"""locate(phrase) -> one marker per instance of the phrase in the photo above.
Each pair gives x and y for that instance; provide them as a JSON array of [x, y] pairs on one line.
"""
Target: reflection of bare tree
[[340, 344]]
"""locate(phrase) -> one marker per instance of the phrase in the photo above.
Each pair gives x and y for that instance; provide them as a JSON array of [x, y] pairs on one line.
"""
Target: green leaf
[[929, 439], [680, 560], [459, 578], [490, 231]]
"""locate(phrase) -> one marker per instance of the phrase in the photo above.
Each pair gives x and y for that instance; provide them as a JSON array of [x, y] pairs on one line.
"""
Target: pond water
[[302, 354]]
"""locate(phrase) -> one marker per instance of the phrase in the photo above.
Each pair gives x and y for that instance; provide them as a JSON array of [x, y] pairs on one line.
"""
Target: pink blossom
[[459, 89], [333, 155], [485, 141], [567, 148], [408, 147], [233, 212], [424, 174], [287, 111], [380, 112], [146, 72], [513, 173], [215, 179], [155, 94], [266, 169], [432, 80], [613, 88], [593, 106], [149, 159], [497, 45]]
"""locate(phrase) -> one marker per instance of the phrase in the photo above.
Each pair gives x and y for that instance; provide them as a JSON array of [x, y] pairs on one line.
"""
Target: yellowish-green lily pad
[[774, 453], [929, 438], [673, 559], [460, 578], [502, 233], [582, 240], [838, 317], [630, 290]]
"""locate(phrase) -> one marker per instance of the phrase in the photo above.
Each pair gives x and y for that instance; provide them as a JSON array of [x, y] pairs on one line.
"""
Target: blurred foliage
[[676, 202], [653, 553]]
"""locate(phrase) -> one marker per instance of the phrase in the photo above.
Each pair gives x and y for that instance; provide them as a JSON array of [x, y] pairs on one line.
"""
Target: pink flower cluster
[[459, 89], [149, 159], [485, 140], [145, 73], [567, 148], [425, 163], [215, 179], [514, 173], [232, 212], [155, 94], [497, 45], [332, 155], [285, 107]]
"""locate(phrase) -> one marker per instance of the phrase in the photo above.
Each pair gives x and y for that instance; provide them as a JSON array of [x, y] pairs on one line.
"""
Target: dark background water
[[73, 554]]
____________________
Please identify every line in the entries above that contains the word "Target" and copy each of those lines. Case counts.

**Task solution**
Target: reflection of bare tree
Target: green leaf
Target: pond water
Target: pink blossom
Target: yellowish-green lily pad
Target: blurred foliage
Target: pink flower cluster
Target: dark background water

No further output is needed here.